Lay out the lines of the records below as a numbered list, leaving out blank lines, beginning with the line that contains "Tag the black" and continuing through the end of the records.

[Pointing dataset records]

========

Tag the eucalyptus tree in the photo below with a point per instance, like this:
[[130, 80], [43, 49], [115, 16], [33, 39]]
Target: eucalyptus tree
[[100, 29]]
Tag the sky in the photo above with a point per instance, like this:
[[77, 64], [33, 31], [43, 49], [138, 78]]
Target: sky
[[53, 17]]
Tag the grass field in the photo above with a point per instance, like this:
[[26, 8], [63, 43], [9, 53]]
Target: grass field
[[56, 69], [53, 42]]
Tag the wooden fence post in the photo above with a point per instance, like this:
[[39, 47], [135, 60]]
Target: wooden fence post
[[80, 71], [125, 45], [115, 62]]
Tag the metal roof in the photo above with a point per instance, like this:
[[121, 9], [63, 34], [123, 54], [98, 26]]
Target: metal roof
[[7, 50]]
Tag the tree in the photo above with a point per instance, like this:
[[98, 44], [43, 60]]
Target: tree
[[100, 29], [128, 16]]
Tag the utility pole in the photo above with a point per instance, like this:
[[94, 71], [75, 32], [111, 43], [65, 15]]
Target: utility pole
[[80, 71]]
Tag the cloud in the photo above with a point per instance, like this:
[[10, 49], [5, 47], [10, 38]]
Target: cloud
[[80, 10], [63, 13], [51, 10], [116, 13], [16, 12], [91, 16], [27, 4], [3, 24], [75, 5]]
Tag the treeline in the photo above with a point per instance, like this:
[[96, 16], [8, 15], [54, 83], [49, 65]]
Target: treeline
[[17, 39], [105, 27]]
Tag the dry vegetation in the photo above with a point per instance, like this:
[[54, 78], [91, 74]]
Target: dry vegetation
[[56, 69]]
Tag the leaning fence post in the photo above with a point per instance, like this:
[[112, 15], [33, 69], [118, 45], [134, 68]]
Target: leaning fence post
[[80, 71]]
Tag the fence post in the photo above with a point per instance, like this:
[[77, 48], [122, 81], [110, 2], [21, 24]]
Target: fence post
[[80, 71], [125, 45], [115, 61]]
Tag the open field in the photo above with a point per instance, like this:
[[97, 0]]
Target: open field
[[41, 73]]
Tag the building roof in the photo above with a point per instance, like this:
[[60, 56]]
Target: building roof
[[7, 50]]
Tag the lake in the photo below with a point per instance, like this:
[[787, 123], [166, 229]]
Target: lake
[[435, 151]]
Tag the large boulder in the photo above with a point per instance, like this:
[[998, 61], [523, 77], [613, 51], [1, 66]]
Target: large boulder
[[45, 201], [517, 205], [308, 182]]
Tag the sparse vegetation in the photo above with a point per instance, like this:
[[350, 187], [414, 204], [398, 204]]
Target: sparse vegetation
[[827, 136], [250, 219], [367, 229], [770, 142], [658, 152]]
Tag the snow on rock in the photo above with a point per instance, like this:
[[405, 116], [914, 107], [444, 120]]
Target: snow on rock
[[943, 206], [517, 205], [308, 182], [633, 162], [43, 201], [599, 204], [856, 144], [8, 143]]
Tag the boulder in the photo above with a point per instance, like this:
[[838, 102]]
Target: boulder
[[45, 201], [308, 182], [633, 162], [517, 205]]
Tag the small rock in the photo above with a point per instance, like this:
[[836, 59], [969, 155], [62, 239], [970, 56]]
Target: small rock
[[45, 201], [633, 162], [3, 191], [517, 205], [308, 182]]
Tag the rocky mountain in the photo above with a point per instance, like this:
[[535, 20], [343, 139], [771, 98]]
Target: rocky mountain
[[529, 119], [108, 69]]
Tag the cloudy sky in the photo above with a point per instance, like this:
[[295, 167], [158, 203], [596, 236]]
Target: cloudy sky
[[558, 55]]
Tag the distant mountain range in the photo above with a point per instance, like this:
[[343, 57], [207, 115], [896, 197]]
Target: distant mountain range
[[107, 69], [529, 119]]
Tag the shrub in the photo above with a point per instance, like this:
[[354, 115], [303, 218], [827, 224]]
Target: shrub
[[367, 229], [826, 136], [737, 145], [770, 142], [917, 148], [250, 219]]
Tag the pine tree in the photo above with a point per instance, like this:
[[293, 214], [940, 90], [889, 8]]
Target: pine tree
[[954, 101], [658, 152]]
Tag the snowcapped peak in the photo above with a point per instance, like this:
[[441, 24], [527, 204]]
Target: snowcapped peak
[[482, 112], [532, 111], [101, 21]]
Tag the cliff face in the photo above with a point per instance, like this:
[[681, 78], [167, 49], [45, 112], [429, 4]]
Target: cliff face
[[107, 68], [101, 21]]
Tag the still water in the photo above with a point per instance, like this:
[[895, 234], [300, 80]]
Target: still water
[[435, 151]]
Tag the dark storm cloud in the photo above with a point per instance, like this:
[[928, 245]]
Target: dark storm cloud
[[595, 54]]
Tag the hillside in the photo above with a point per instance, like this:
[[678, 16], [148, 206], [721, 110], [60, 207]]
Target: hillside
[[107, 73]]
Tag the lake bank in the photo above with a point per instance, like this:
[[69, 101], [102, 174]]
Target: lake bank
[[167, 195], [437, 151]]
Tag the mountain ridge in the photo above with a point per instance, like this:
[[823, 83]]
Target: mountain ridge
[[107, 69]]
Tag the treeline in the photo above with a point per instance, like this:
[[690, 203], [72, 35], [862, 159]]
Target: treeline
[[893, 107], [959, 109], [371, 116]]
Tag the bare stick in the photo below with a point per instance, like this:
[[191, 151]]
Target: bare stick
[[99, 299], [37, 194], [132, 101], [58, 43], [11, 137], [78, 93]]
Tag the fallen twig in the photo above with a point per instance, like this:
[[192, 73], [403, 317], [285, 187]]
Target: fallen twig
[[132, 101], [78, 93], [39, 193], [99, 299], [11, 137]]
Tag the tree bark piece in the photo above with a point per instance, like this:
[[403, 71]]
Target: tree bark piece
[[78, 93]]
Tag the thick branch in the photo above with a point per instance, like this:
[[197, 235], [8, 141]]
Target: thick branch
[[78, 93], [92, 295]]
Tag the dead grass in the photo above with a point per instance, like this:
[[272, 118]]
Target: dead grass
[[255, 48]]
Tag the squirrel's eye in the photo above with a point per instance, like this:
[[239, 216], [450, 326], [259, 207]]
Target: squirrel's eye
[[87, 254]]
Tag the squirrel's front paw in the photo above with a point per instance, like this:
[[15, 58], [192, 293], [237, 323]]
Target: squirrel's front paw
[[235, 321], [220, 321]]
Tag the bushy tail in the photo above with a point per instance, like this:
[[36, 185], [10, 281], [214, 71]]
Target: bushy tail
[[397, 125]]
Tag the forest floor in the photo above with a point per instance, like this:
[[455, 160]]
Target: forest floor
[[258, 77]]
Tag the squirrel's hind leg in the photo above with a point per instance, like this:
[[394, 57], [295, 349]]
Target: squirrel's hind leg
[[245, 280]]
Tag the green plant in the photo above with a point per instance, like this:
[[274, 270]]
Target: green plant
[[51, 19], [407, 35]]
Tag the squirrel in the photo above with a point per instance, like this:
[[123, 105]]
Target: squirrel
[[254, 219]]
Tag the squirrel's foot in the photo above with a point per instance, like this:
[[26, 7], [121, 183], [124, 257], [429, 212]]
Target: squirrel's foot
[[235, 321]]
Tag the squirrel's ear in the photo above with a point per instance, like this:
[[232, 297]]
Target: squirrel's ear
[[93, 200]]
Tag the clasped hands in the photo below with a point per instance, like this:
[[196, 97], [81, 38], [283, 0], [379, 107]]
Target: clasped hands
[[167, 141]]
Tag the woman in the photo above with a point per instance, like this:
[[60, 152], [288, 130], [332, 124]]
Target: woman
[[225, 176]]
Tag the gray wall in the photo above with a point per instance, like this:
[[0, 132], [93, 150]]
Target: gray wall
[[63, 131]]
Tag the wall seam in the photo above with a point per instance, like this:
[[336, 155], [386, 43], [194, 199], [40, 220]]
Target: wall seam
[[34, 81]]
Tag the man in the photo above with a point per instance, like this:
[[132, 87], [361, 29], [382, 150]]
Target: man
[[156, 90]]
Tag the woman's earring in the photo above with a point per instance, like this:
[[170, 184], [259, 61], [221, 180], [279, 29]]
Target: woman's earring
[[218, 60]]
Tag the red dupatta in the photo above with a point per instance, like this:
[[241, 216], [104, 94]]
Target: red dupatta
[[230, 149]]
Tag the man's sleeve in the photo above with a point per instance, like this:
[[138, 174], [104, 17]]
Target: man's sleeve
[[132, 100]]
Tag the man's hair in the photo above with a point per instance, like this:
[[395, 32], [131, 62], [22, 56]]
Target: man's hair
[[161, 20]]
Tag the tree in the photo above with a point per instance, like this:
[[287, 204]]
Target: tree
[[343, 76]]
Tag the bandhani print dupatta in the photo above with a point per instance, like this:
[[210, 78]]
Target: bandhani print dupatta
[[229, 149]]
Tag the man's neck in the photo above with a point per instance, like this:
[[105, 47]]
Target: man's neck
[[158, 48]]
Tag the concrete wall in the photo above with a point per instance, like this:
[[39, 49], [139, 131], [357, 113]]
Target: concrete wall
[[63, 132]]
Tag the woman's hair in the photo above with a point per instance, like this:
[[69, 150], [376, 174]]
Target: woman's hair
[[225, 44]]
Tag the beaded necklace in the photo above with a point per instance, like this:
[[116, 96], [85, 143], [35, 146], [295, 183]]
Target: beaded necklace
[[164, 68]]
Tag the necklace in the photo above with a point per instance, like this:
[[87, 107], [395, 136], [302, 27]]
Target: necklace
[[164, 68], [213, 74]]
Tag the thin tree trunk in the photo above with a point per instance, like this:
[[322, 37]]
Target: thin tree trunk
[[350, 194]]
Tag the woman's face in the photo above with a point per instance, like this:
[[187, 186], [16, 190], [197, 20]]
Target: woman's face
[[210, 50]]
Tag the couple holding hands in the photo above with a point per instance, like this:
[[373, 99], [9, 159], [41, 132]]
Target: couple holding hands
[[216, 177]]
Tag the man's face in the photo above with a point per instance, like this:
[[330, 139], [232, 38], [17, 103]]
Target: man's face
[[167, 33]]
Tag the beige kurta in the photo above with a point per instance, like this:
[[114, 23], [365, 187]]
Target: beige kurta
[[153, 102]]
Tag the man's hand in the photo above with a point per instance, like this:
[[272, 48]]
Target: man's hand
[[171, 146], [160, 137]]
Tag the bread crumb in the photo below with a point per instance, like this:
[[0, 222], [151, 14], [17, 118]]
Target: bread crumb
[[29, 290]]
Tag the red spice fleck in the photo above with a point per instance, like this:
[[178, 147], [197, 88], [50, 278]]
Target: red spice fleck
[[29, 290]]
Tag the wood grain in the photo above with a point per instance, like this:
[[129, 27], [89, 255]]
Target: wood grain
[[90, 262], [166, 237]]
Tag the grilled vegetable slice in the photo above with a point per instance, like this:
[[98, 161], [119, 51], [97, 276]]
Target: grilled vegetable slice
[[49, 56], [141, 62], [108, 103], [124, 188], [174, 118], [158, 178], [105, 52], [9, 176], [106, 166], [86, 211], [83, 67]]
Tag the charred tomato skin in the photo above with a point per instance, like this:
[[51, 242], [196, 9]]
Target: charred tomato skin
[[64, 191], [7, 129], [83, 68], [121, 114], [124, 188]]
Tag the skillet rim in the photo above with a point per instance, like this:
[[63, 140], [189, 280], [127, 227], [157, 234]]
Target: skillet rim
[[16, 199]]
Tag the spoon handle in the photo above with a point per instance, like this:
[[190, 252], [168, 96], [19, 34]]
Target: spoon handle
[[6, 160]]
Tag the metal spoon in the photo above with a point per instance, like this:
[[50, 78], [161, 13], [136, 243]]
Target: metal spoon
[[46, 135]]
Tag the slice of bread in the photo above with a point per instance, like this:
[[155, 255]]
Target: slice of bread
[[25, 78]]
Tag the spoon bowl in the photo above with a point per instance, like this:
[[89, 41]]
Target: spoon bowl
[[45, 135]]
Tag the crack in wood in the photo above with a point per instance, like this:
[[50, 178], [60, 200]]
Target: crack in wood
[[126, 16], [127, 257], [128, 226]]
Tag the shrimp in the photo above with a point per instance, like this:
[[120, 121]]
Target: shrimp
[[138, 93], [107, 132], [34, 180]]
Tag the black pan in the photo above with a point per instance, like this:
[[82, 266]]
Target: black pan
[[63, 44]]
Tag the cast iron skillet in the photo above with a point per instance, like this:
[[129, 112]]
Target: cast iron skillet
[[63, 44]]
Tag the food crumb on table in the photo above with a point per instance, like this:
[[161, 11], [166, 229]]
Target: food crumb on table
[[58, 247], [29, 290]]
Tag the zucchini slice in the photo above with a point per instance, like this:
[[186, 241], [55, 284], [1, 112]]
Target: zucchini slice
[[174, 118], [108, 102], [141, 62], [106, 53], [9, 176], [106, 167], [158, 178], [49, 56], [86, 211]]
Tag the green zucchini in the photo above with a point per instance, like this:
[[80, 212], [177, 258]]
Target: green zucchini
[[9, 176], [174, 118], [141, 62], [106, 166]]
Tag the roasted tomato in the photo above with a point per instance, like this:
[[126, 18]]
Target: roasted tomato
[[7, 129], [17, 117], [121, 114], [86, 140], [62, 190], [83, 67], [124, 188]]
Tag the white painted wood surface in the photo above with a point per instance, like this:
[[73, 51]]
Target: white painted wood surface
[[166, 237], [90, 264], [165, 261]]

========

*EXERCISE OUTPUT*
1. Tag the black pan in the photo above with a point per instance, like this:
2. [[82, 266]]
3. Target: black pan
4. [[63, 44]]
5. Tag the cast iron skillet in the photo above with a point per instance, like this:
6. [[129, 112]]
7. Target: cast iron skillet
8. [[63, 44]]
9. Tag the food crumb on table in the photo above with a point per instance, like this:
10. [[161, 11], [166, 229]]
11. Target: food crumb on table
12. [[58, 247], [29, 290]]
13. Tag the zucchini slice in the photo above with a point per instance, like this:
14. [[186, 241], [55, 284], [1, 112]]
15. Target: zucchini slice
16. [[174, 118], [108, 102], [141, 62], [106, 53], [9, 176], [106, 167], [158, 178], [49, 56], [86, 211]]
17. Tag the green zucchini in the photo above with a point per instance, like this:
18. [[80, 212], [177, 258]]
19. Target: green zucchini
20. [[9, 176], [174, 118], [141, 62], [106, 166]]
21. Tag the roasted tomato in the photo above with a point per instance, like this:
22. [[126, 18]]
23. Target: roasted tomato
24. [[7, 129], [17, 117], [121, 114], [86, 140], [62, 190], [83, 67], [124, 188]]
25. Tag the white painted wood surface in the photo above with a point per instance, like this:
26. [[73, 51]]
27. Target: white painted wood surface
28. [[166, 237], [90, 264], [165, 261]]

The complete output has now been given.